What to produce. Among the records, find the lines that hold the string "below" and return them.

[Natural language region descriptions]
+---+

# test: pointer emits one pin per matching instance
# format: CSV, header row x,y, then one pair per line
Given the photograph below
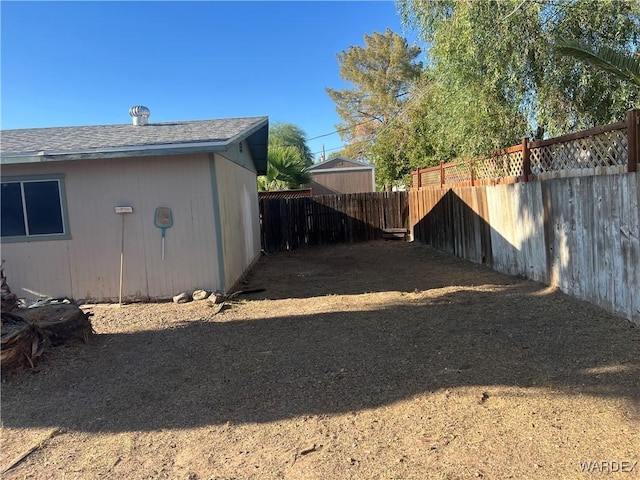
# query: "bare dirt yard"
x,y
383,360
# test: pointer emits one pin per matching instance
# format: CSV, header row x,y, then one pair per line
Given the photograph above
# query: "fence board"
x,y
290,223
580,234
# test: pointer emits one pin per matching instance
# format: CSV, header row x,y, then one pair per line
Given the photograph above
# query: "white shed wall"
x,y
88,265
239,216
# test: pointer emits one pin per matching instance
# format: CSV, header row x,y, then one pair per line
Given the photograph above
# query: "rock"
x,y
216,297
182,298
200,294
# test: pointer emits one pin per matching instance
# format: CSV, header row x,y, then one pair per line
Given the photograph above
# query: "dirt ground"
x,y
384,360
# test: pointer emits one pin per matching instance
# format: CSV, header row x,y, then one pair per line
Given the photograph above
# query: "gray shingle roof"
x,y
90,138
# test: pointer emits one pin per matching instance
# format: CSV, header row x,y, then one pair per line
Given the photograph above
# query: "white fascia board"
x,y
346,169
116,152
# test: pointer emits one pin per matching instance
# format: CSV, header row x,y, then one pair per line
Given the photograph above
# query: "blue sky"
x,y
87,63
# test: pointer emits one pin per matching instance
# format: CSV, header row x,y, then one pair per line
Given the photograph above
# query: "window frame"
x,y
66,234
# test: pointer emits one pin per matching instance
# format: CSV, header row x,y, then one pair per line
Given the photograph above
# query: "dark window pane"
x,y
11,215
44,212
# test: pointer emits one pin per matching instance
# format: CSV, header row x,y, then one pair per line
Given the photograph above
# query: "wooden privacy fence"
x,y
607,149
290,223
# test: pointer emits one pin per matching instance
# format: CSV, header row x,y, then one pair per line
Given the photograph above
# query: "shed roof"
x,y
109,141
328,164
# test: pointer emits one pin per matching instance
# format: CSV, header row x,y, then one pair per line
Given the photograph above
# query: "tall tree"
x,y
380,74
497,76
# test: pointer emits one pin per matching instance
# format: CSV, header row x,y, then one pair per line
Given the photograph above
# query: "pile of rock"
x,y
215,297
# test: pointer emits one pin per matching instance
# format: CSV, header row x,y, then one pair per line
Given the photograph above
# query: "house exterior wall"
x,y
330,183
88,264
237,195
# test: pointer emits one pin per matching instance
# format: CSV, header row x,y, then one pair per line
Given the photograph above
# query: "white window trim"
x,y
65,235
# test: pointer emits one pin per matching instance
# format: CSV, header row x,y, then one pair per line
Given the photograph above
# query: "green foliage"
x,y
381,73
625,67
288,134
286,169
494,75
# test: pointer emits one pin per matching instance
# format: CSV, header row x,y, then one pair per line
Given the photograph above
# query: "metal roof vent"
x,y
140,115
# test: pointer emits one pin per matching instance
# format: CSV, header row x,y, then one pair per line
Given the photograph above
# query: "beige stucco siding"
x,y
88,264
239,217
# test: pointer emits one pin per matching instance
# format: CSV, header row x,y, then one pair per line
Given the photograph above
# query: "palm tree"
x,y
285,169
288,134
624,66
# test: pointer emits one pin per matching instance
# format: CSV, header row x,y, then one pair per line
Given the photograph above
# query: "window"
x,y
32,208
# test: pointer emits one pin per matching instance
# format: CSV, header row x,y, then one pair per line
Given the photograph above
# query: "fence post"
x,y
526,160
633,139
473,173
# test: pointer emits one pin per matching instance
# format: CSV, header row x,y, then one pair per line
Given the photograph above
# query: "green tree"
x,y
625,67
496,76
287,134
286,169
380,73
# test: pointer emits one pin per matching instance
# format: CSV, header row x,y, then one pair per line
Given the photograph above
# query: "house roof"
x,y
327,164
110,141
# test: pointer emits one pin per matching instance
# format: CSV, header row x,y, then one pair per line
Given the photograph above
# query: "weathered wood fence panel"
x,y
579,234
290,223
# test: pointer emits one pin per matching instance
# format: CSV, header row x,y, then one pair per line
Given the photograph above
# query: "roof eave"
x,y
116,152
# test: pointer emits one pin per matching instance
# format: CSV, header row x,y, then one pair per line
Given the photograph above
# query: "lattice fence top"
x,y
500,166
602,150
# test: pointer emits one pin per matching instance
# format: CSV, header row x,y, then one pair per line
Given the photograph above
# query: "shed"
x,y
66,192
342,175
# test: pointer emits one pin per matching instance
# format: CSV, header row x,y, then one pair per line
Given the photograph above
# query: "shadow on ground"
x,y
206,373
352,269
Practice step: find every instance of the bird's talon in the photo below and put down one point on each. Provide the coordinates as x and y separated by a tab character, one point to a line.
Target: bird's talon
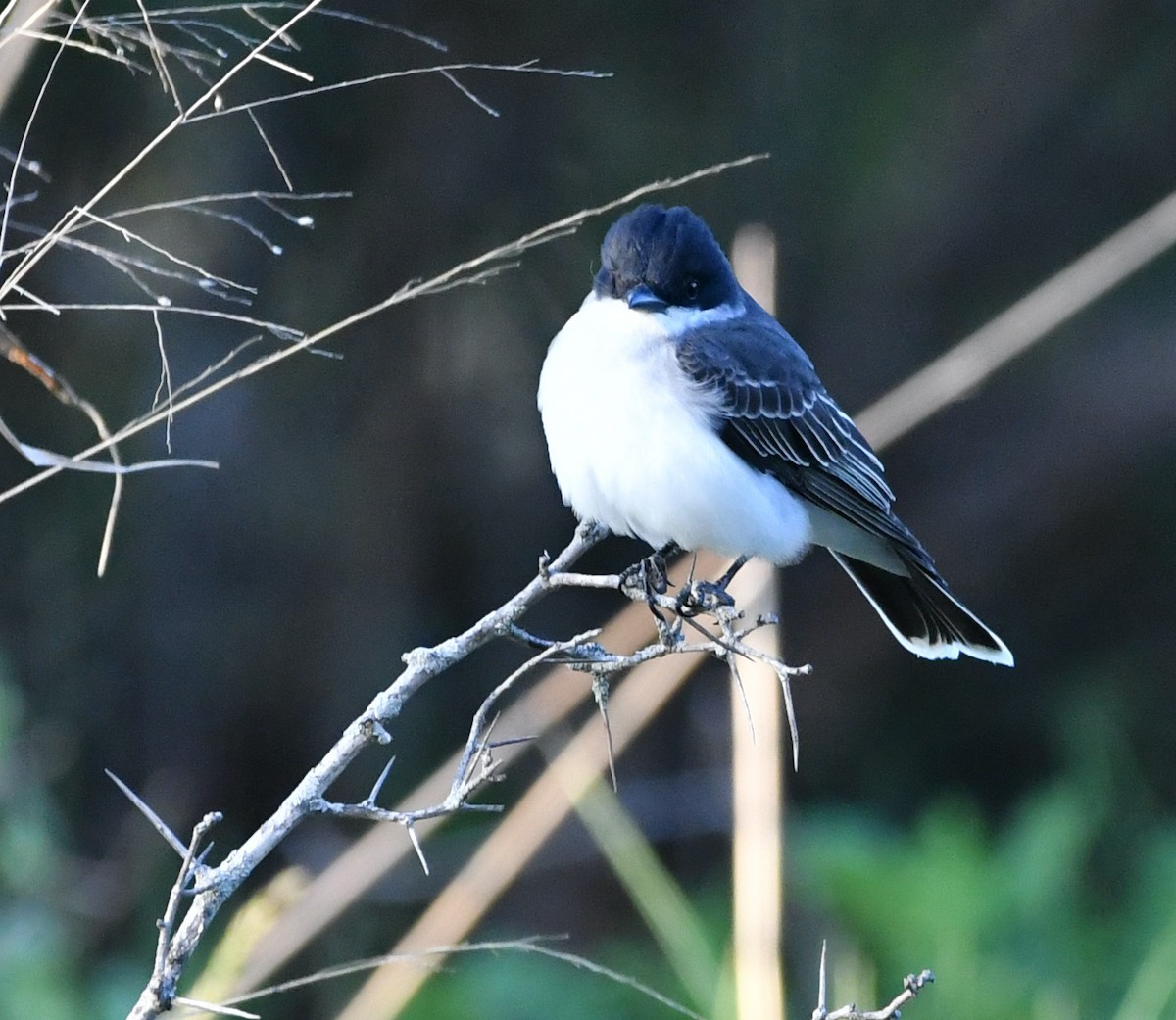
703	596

+---+

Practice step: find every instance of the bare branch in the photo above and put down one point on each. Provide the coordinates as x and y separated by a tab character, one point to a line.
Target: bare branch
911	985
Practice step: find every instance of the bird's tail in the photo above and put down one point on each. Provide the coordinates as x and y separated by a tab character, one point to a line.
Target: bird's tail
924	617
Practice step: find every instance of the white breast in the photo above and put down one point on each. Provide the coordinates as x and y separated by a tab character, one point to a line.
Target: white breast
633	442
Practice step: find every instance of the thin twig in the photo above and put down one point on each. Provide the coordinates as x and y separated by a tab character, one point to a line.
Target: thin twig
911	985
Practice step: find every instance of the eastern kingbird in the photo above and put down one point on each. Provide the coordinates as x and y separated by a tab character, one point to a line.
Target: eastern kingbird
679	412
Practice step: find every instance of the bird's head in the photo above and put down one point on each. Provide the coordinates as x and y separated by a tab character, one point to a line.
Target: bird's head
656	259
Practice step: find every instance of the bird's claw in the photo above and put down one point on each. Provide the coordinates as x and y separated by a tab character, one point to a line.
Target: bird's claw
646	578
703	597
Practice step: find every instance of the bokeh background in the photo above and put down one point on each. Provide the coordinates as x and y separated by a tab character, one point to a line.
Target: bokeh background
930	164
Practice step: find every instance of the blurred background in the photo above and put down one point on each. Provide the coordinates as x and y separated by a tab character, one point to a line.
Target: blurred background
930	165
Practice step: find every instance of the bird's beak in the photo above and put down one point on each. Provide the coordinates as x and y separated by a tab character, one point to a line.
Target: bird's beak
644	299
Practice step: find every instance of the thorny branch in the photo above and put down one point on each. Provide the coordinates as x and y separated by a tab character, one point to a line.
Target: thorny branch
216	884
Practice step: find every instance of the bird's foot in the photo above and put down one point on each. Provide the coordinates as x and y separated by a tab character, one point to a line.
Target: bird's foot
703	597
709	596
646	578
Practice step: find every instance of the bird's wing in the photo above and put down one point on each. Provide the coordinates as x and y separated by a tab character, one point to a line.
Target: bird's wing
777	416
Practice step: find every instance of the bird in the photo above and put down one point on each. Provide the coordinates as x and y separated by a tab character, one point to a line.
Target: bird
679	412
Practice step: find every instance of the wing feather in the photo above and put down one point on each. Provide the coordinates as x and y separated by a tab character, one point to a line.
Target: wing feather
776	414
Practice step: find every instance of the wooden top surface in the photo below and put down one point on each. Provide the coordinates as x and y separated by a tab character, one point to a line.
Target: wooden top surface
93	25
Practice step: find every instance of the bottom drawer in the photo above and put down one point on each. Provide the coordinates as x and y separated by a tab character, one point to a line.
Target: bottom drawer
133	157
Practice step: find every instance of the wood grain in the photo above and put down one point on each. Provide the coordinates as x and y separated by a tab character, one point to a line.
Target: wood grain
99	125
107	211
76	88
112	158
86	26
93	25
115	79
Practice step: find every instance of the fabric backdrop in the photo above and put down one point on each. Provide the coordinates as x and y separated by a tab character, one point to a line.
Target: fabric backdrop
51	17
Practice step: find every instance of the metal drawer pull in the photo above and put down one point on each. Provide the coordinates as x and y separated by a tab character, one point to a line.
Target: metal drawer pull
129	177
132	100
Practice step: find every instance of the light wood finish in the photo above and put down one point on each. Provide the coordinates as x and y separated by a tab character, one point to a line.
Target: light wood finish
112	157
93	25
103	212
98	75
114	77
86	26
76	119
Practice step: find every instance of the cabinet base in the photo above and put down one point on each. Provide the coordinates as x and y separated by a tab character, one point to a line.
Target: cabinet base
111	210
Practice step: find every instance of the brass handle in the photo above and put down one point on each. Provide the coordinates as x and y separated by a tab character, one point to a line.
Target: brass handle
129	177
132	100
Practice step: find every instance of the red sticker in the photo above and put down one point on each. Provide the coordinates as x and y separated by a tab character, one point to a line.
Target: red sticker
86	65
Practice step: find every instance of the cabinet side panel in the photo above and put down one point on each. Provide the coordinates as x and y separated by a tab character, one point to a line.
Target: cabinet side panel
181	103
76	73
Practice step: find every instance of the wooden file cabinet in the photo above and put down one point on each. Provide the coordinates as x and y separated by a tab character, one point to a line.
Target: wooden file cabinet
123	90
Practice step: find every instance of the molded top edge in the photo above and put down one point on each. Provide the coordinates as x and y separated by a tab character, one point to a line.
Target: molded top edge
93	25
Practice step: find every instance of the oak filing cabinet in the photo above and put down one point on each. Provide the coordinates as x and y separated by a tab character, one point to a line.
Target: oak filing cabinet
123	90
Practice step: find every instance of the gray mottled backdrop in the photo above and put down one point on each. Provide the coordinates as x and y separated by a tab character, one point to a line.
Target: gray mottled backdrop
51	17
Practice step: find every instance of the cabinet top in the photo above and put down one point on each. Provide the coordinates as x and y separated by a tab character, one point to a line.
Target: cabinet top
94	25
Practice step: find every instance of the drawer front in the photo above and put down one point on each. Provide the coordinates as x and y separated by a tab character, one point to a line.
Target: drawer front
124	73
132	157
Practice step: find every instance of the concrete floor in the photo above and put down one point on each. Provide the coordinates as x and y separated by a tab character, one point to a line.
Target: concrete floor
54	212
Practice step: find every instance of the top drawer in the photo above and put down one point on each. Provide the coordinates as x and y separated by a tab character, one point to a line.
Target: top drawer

+---+

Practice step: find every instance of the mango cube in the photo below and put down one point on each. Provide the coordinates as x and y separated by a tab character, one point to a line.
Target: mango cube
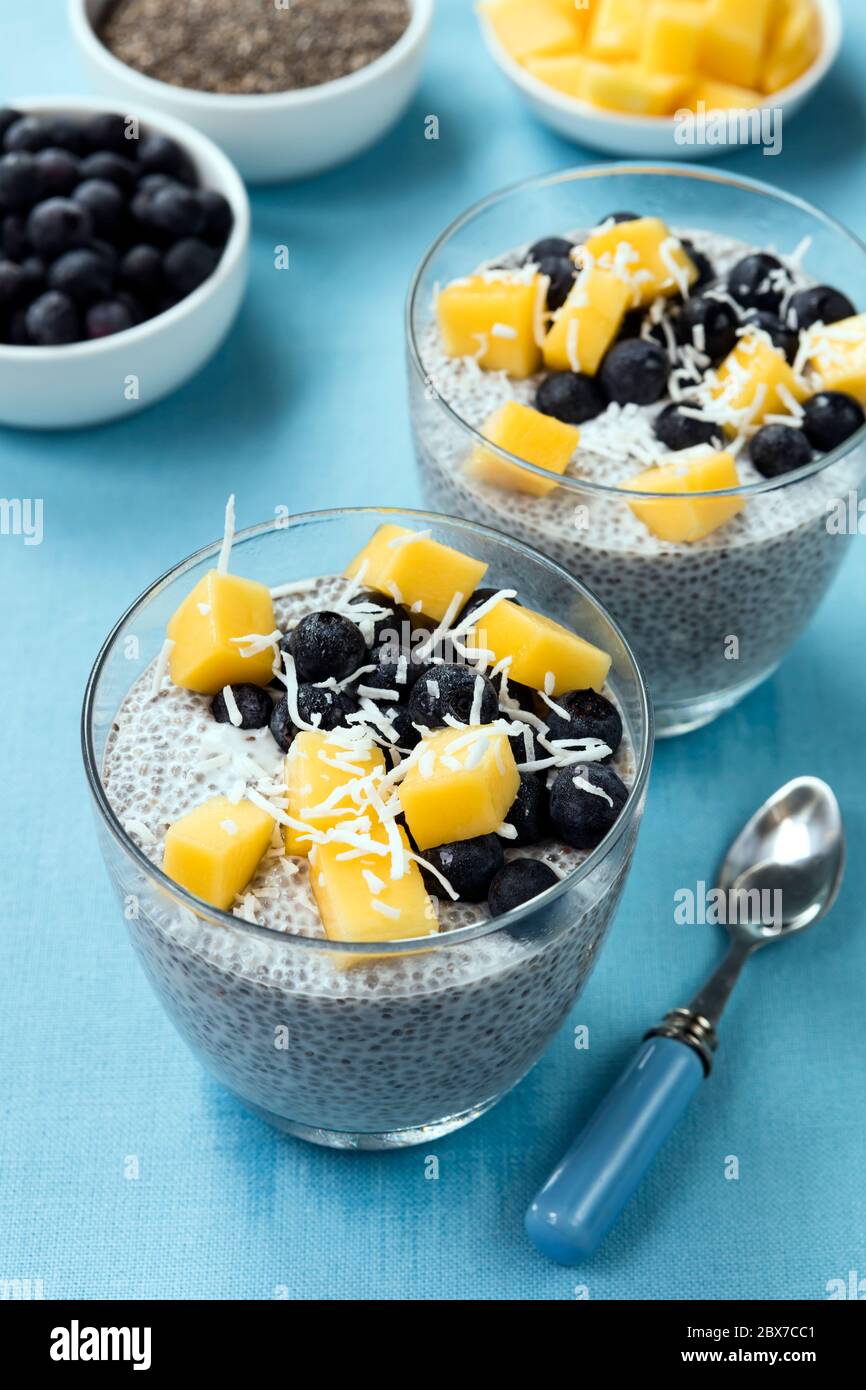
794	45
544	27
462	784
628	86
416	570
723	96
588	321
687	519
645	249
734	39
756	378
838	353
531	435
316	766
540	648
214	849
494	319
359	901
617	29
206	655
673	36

+---+

Response.
Given the photograph below
Practice step: find every instance of the bird's talon in the photo below and put down one point on each. Provide the coordinates as x and y separated by a tab character, one point to a line.
Practice step: find every instance of the wooden top surface in the photo below and put down one point on each. Provide the coordinates as x and y separated by a tab character, one point to a line.
Practice step: find every instance of the mango cube in the photo below and put down one point on each. Provide the coordinates as x and y separated by a tab character, one point to a line.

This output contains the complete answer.